* start *

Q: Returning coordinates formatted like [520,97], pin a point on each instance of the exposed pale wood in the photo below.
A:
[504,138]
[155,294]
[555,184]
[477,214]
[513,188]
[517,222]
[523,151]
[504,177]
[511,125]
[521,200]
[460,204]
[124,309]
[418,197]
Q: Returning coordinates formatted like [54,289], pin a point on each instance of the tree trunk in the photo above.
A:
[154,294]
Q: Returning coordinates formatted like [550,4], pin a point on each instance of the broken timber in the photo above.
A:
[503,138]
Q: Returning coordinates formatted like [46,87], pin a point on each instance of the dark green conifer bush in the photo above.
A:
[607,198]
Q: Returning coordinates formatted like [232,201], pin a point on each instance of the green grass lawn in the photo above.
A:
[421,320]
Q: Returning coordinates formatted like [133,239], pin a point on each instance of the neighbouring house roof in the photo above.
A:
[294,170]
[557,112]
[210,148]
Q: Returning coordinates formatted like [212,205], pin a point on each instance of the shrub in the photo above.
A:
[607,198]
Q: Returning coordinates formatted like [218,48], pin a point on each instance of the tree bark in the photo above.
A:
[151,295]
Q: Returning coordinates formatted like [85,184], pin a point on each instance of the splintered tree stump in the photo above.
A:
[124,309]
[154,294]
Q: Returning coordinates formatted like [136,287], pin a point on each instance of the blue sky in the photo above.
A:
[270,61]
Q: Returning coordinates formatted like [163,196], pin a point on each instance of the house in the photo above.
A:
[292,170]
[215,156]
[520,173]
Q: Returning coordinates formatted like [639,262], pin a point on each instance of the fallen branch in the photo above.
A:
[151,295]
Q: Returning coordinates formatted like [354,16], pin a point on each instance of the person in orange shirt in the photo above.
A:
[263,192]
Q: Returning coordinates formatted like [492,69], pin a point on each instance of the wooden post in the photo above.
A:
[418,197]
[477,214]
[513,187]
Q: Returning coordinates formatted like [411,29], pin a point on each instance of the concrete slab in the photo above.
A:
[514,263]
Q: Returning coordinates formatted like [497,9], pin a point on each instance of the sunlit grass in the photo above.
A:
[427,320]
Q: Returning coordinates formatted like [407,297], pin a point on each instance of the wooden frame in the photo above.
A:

* end *

> [What the exercise asks]: Reproduce all of the rows above word for word.

> [Expected answer]:
Q: Returning coordinates formatted like [520,97], pin a point on each instance of the exposed pale wood in the photo below.
A:
[504,138]
[155,294]
[555,184]
[477,214]
[513,188]
[517,222]
[523,151]
[504,177]
[511,125]
[521,200]
[460,204]
[124,309]
[418,197]
Q: Returning coordinates formatted like [54,289], pin a point on each instance of the tree trunk in the photo above.
A:
[154,294]
Q: Returning coordinates formatted like [550,4], pin a point on each instance of the broken timber in the photo above.
A:
[503,138]
Q: Returning coordinates formatted like [46,87], pin a point on each instance of the dark green conifer bush in the photo above.
A:
[607,198]
Q: Returning coordinates formatted like [232,201], pin a point on each instance of the green grass lawn in the photo above.
A:
[421,320]
Q: Returning coordinates formatted like [133,239], pin a point on each instance of the neighbouring house roof in the photo above.
A:
[294,170]
[557,112]
[210,148]
Q: Returning coordinates formatted like [212,205], pin a point on each instance of the shrub in the photo above.
A:
[607,198]
Q: Returning coordinates formatted like [218,48], pin a point on each instance of the tree bark in the photo above.
A:
[151,295]
Q: Returning coordinates formatted like [85,184], pin a point on each instance of the splintered tree stump in the photo above.
A:
[124,309]
[154,294]
Q: Returning coordinates formatted like [136,287], pin a point on each instance of the blue sky in the photo above.
A:
[270,61]
Q: Returning coordinates formatted like [163,196], pin a point on each instance of the house in the photo above.
A:
[292,170]
[215,156]
[520,173]
Q: Returning coordinates formatted like [639,262], pin a point on each instance of the fallen branch in the photo above.
A:
[151,295]
Q: Returning coordinates formatted like [354,16], pin a point on each instance of the person in orange shirt in the photo above.
A:
[263,192]
Q: Returning coordinates formatted like [492,69], pin a point on each instance of the wooden post in the photo above.
A:
[418,197]
[477,214]
[513,187]
Q: Returning coordinates formatted like [411,29], pin a point on each instance of the concrete slab in the photo above.
A:
[514,263]
Q: Returning coordinates formatted like [497,9], pin a point on each instance of the sunlit grass in the photo above.
A:
[427,320]
Q: Returning coordinates formatted like [407,297], pin a point on each instance of the wooden frame in the photo above.
A:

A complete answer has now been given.